Content starts
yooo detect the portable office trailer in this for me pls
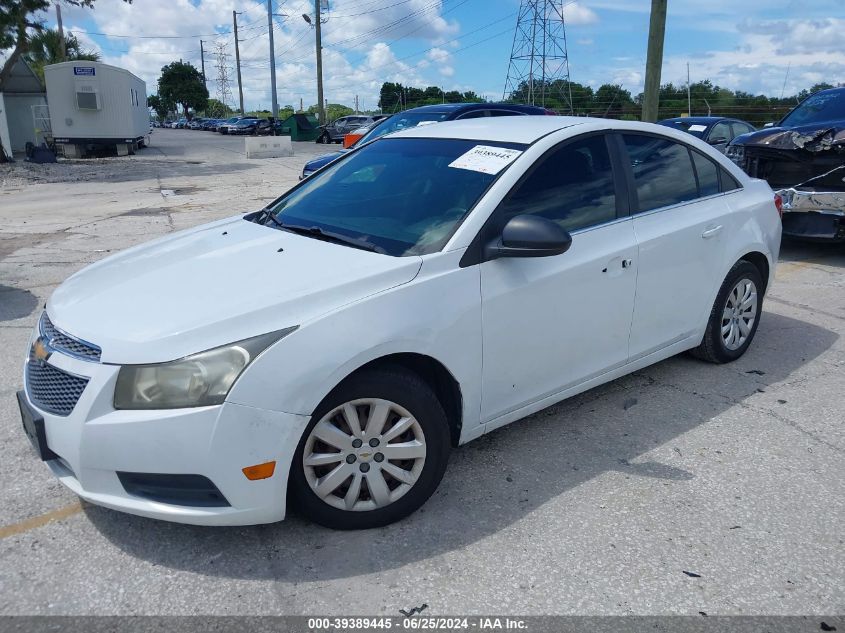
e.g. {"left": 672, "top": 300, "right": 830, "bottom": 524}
{"left": 44, "top": 61, "right": 149, "bottom": 157}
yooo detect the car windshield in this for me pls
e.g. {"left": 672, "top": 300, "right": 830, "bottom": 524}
{"left": 238, "top": 119, "right": 257, "bottom": 125}
{"left": 356, "top": 111, "right": 451, "bottom": 146}
{"left": 780, "top": 90, "right": 845, "bottom": 127}
{"left": 265, "top": 137, "right": 526, "bottom": 256}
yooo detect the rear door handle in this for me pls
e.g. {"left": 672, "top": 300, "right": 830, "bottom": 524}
{"left": 701, "top": 225, "right": 723, "bottom": 239}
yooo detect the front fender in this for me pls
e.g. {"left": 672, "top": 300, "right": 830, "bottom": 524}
{"left": 226, "top": 250, "right": 483, "bottom": 440}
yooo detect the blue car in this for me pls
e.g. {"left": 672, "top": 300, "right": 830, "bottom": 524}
{"left": 657, "top": 116, "right": 755, "bottom": 153}
{"left": 301, "top": 102, "right": 553, "bottom": 179}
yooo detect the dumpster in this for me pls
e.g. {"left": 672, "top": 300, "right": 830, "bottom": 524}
{"left": 276, "top": 113, "right": 320, "bottom": 141}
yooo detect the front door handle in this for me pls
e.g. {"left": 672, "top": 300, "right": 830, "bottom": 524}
Content ends
Work to complete:
Check each line of the data above, and please copy the ones in which the string "yooo" occurs.

Exercise output:
yooo detect the portable office trailer in this for me pls
yooo detect the car windshield in this for me pls
yooo detect the rear door handle in this for me pls
yooo detect the front fender in this for me pls
yooo detect the blue car in this for me pls
yooo detect the dumpster in this for me pls
yooo detect the front door handle in this for me pls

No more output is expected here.